* Text shown *
Building Resilience and Sustainability through Smart Approaches to Water Utility Management Insights

20 September, 2018


Clean drinking water is essential for health, social and economic development. Many water utilities, particularly in emerging and developing countries, are faced with the challenge of ensuring sustainable operating models in the face of significant capital expenditures to replace or extend infrastructure. For instance, while an estimated 37% of Africans need access to piped water, the financial capital is often not available. In 2009, the OECD estimated the cost of modernizing and expanding water and sanitation infrastructure to meet these needs at US $13.6 trillion, or US $900 million per year from 2016-2030. 1

Cowater’s experience working with urban water utilities has highlighted the unique challenges they face in maintaining sustainable operating models in the face of pressures to achieve the Sustainable Development Goals on access to water. As such, operators are required to balance heightened regulatory requirements related to operating standards, water quality and customer service while also investing in, replacing or extending water distribution infrastructure, especially in the context of a changing climate. Caribbean countries, for example, are predicted to experience a five to six percent decrease in annual rain fall due to climate change (posing a threat to bulk water supplies); are vulnerable to annual cycles of increasingly frequent and severe hurricanes (threatening transmission, distribution and collection infrastructure); and 29 percent of their populations, including significant pumping and transmission infrastructure, reside within five meters of sea level. 2

In most developing and many emerging economies, however, water utilities lack the infrastructure, reliable data, information management systems, and predictable revenue bases with which to address these challenges and priorities. This paper elaborates on several of these core challenges and, building on Cowater’s experience with water utilities projects, illustrates how ‘smart’ approaches to utility management – focused largely on automation and better data management – can offer transformative solutions that will strengthen water utilities’ financial sustainability, their capacity to meet capital investment and regulatory requirements, their customer service orientation, and their resiliency to external shocks.

* Goal 1 *
Answer these from the text on water utility management:
(a) What share of Africans is estimated to need access to piped water?
(b) What decrease in annual rainfall are Caribbean countries predicted to experience due to climate change?
(c) What are the "smart" approaches to utility management focused largely on?
* Goal 2 *
List every line of the entries that contains the word "rose". Case counts.
The water utility text and the entries that follow it are unrelated.

* Listed entries *
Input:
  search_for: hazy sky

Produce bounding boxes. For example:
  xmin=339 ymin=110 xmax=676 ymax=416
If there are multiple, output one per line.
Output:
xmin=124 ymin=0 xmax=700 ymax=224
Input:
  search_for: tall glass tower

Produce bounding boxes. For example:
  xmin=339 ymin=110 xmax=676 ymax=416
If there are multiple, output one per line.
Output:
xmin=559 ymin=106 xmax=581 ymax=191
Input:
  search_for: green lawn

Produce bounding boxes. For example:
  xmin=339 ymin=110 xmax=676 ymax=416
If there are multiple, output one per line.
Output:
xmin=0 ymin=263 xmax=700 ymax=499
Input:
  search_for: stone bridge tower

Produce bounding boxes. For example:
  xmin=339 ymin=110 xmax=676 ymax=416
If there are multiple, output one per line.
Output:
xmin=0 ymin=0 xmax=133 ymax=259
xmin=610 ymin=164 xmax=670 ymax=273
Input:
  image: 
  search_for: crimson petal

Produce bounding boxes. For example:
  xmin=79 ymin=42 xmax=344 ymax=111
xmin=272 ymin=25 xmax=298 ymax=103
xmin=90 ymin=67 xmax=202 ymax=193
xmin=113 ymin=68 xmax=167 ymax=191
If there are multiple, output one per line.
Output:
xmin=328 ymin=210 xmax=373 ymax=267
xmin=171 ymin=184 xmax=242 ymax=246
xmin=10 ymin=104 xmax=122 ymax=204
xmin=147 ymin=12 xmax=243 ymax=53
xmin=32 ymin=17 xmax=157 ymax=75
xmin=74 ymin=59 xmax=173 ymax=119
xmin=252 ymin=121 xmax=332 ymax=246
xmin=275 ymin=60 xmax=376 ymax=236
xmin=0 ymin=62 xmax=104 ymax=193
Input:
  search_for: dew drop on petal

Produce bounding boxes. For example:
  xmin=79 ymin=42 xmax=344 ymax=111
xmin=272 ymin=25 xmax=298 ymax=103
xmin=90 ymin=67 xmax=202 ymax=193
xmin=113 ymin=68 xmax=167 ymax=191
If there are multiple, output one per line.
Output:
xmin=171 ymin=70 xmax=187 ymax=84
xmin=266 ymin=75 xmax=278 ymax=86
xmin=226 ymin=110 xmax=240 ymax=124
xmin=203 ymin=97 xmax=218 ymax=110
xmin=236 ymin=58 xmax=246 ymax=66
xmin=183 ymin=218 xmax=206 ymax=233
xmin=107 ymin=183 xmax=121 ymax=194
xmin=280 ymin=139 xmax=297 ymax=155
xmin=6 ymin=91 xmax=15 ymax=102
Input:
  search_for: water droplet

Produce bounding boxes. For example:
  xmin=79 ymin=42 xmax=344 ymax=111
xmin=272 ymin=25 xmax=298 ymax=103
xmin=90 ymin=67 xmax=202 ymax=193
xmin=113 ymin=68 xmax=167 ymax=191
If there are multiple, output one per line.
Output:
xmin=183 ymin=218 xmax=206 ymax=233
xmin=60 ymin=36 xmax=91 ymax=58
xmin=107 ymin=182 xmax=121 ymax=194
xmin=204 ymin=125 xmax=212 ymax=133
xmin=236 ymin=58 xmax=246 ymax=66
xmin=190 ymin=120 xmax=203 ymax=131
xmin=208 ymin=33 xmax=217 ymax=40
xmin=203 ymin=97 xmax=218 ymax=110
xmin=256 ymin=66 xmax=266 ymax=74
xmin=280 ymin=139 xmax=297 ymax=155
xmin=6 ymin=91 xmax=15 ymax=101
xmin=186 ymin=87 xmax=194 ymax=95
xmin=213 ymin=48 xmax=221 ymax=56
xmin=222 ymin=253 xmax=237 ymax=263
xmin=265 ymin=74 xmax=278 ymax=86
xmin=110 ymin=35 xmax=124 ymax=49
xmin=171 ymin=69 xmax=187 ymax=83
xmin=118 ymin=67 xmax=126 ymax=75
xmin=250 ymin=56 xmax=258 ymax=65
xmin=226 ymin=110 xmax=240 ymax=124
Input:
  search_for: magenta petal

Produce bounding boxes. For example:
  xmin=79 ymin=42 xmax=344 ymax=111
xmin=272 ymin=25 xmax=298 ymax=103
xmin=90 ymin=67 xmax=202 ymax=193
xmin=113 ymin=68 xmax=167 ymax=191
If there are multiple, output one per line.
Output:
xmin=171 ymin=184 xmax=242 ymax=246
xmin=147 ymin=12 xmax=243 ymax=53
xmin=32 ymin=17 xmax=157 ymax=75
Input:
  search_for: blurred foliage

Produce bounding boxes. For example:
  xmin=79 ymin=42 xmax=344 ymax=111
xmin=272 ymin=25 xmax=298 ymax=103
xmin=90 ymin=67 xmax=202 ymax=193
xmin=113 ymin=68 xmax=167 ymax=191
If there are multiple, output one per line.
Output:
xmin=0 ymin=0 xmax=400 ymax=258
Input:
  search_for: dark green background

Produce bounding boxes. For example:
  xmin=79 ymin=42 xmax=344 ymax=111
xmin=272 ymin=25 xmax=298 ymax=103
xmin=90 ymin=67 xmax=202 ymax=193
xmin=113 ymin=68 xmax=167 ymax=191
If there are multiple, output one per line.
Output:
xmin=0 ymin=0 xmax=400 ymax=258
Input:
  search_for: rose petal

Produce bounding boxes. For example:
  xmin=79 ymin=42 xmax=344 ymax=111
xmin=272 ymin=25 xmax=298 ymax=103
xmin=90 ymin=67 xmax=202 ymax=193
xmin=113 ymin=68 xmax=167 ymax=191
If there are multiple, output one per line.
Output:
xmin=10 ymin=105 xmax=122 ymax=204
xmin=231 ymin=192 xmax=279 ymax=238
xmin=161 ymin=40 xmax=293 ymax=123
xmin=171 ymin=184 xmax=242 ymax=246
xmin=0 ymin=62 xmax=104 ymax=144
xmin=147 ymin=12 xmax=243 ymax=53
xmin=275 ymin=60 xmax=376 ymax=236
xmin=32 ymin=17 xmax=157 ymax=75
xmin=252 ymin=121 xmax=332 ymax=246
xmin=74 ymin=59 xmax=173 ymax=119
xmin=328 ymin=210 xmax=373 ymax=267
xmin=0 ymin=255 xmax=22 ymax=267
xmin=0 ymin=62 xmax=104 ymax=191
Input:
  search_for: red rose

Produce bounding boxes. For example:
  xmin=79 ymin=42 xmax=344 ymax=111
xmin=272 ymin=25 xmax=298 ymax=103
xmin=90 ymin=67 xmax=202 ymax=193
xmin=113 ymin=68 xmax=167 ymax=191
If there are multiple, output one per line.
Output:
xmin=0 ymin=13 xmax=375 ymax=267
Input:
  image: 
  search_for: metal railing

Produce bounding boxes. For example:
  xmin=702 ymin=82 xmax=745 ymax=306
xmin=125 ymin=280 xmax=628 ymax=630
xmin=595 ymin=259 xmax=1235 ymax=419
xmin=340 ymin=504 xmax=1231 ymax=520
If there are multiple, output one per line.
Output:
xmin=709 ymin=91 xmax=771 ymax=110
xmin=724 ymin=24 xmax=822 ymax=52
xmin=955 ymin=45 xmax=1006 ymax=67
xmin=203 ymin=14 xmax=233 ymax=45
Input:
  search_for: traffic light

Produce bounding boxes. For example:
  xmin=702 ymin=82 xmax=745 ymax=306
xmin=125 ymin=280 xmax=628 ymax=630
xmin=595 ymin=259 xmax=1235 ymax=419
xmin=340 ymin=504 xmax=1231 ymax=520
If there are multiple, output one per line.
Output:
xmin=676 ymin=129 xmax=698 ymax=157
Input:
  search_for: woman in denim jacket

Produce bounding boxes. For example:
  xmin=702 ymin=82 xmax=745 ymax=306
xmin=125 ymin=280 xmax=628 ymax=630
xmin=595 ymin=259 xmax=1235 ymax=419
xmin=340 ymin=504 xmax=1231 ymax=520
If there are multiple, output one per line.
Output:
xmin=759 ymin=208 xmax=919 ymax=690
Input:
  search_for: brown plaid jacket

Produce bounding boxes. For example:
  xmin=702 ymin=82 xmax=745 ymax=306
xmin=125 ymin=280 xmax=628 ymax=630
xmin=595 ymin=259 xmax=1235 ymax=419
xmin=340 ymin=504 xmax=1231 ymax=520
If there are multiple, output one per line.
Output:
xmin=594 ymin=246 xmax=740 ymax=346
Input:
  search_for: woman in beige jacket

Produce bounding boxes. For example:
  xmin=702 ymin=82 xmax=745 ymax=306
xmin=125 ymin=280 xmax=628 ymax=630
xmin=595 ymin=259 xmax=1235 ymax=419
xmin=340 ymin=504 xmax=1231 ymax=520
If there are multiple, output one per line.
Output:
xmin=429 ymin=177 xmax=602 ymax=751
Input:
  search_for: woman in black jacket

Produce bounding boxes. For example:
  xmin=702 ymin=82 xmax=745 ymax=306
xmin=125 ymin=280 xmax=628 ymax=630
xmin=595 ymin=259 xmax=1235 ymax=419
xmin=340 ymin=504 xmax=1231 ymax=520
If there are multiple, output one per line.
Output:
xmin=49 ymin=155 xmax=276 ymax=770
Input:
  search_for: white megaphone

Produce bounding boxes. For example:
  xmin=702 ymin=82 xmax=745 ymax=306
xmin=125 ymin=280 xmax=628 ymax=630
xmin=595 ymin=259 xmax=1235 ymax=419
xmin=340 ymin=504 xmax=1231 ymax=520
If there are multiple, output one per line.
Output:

* Worked answer 1 *
(a) An estimated 37%.
(b) A five to six percent decrease.
(c) Automation and better data management.

* Worked answer 2 *
  search_for: rose petal
  search_for: red rose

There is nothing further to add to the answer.